Your objective:
Beginning with the line containing "Note: one point per instance of the black-framed" and ending with the last line of the records, set down every line exactly.
## BEGIN Data excerpts
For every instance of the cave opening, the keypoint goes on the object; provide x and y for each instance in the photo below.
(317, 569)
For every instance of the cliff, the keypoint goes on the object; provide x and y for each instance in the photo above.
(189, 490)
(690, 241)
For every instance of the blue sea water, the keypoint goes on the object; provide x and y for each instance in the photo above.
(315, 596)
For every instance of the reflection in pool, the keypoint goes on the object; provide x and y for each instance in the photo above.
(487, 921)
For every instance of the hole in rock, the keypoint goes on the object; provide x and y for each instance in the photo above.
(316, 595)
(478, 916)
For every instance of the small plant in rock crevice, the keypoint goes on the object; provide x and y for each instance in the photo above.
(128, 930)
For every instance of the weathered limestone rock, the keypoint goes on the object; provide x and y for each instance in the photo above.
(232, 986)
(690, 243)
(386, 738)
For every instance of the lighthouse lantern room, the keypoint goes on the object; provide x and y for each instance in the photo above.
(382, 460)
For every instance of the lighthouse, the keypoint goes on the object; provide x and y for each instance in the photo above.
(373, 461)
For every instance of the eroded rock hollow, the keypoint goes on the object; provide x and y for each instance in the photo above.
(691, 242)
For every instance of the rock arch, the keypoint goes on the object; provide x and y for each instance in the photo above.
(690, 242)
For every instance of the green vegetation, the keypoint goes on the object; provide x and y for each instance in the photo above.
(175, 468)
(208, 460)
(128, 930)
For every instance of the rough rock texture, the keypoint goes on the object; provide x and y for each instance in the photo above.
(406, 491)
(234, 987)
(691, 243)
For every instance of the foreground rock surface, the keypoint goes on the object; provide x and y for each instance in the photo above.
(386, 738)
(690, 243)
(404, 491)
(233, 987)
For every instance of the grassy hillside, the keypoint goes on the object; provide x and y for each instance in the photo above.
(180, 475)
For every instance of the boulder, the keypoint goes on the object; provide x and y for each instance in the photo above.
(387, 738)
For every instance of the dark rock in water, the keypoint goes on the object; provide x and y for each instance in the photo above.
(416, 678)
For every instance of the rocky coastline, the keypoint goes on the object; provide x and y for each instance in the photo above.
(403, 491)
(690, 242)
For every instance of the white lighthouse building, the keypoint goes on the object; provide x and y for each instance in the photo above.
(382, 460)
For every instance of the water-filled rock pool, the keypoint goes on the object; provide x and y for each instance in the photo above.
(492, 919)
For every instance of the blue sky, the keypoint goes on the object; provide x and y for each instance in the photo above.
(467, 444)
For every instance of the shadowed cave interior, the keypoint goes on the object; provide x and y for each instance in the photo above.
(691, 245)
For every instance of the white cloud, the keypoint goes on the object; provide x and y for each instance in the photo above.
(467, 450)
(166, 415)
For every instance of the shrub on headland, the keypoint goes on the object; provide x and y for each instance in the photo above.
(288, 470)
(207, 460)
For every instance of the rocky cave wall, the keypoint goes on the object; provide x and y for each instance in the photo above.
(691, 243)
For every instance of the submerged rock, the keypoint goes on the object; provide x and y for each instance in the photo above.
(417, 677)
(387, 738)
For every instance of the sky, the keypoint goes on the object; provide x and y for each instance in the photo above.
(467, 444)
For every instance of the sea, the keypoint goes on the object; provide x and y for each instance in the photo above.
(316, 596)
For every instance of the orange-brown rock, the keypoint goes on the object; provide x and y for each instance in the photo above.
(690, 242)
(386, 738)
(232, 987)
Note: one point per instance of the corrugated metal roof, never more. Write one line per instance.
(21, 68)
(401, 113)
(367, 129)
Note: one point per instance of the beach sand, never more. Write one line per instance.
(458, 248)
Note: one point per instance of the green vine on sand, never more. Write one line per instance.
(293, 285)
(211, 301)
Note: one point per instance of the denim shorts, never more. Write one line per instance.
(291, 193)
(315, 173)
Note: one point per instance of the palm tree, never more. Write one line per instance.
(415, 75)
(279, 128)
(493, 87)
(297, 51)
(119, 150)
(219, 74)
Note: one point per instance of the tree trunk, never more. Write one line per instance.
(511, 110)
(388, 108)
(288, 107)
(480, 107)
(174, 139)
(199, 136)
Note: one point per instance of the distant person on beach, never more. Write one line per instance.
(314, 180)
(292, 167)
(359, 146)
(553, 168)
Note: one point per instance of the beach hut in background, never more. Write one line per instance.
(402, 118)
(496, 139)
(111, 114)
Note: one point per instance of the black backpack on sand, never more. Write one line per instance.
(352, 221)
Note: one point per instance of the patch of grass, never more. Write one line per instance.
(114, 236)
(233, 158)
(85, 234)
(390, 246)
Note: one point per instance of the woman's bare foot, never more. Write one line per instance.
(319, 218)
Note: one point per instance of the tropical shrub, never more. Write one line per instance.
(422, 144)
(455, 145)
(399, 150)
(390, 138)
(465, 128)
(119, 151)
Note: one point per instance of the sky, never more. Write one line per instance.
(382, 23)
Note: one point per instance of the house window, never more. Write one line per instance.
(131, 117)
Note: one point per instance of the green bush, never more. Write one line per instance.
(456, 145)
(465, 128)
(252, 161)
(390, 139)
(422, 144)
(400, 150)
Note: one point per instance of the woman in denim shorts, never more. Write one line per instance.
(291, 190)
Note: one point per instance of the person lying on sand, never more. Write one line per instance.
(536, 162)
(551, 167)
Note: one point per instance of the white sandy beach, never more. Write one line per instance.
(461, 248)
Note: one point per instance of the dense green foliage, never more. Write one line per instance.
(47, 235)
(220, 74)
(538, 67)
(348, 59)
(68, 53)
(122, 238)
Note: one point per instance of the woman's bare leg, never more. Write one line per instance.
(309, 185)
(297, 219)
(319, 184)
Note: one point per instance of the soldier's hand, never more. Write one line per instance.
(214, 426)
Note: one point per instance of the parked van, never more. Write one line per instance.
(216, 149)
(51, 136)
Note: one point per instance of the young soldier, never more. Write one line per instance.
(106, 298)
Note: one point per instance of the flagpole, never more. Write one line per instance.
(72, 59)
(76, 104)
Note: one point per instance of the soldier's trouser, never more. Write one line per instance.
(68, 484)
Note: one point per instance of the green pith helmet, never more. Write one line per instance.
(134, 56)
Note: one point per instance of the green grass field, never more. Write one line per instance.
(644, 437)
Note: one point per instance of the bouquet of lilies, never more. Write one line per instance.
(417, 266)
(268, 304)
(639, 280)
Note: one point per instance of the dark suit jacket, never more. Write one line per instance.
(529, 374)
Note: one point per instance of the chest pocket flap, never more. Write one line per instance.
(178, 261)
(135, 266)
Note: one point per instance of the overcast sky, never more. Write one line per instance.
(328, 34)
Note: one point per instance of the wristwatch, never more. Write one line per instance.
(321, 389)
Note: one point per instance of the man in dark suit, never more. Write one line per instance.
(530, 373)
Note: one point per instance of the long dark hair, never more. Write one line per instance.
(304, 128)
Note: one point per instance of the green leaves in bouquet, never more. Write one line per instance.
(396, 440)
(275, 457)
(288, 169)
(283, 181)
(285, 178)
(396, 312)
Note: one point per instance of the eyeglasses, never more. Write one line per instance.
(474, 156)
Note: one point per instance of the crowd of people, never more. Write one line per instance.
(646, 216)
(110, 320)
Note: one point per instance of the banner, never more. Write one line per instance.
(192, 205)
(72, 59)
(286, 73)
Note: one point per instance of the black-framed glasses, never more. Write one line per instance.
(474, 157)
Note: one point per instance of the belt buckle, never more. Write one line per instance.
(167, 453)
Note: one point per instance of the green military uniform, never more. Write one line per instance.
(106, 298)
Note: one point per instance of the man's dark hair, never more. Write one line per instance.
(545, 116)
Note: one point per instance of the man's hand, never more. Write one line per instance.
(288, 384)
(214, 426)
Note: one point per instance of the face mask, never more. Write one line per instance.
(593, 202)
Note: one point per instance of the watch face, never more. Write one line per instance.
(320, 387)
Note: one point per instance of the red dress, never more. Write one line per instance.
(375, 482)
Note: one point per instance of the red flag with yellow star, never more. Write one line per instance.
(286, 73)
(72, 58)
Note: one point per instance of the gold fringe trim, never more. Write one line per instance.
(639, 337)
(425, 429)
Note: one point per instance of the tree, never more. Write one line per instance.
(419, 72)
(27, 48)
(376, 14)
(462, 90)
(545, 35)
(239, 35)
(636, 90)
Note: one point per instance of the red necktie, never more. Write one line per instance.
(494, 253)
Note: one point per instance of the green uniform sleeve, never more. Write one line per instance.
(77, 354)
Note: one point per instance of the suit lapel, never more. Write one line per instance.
## END Data excerpts
Exercise answer:
Note: one point per instance of the black-framed glasses, never more. Write one line per instance.
(474, 157)
Note: one point per instance of the belt buckle, never more. Write one line per instance.
(167, 453)
Note: one point per instance of the green military uniform, never more. Write one line per instance.
(106, 298)
Note: one point per instance of the man's dark hair, never more. Write one line per instance.
(545, 116)
Note: one point per instance of the man's hand, never more. Write one line per instance.
(288, 384)
(214, 426)
Note: one point per instance of the face mask, never more. Write one line per instance.
(593, 202)
Note: one point per instance of the watch face, never more. Write one line per instance.
(320, 387)
Note: one point per instance of the red dress, never more. Write one line per instance.
(375, 482)
Note: one point per instance of the red flag with yellow star, never more. Write one line per instance.
(286, 73)
(72, 58)
Note: one point per instance of the gold fringe trim, never more. Write one line per instance.
(639, 337)
(425, 429)
Note: one point per instance of the tree, never more. Write one line per instance.
(419, 72)
(27, 48)
(376, 14)
(462, 90)
(545, 35)
(239, 35)
(636, 90)
Note: one point per instance of the red necktie, never more. Write one line per instance.
(494, 253)
Note: one point per instance of the green uniform sleeve, never more. Write one line per instance.
(77, 354)
Note: one point per instance of the suit lapel, never more. Write one line per instance.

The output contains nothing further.